▶ [Task details]
According to the article on braces for esports players below, which problems can develop over time from the constant physical load of gaming?

▶ [Page extract]
————

Braces Help Reduce Injuries and Promote Recovery

Jul 18, 2022 | 0 comments

 For spectators, esports may seem like a sedentary activity, but professional gamers actually perform hundreds of micromovements every minute. These include rapid keystrokes and mouse clicks that can strain the wrist, fingers, lower arms, neck, and back. Over time, this constant physical load may lead to numerous problems such as muscle weakness, nerve compression, lower back pain, and tendinopathy—the latter of which refers to damaged tendon tissue [1-3].

Due to the nature of esports, professional gamers who don’t take extra precautions may gradually begin to suffer from lingering injuries that make it difficult to enjoy their career due to missed matches. If the pain and discomfort persists, worsens over time, or requires surgery, an avid gamer may even face early retirement.

Esports engage fine motor skills that can gradually and unsuspectingly affect the musculoskeletal system—causing injuries an esports professional is often unaware of until it becomes chronic or burdensome [2, 3]. Taking preventative measures such as using a brace (e.g., wrist brace) before or after a long gaming session can help prevent injuries or promote recovery if an unexpected injury occurs [1, 4-6].

Braces Offer Added Support

A wrist brace —also called a wrist-hand orthosis—can help minimize the risk of injury by reducing pressure on the median nerve in the wrist and preventing awkward wrist movements. The median nerve extends from the forearm through a narrow passage in the wrist called the carpal tunnel and continues into the hand. Compression of the median nerve is linked to carpal tunnel syndrome, which is a common issue for professional gamers [3].

————

▶ [Image point grounding data]
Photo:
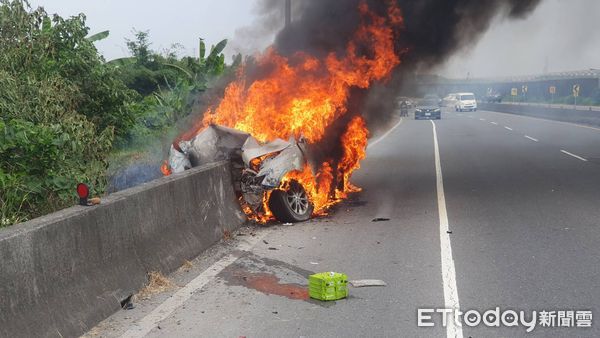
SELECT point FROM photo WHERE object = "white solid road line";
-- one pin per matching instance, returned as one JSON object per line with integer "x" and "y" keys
{"x": 546, "y": 120}
{"x": 573, "y": 155}
{"x": 448, "y": 272}
{"x": 386, "y": 134}
{"x": 164, "y": 310}
{"x": 531, "y": 138}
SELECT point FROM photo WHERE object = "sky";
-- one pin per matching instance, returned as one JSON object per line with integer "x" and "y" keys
{"x": 560, "y": 35}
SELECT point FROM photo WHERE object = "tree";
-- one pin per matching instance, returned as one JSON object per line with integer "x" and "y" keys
{"x": 60, "y": 107}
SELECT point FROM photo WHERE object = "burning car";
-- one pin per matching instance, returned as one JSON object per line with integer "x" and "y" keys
{"x": 258, "y": 169}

————

▶ [Output]
Muscle weakness, nerve compression, lower back pain, and tendinopathy.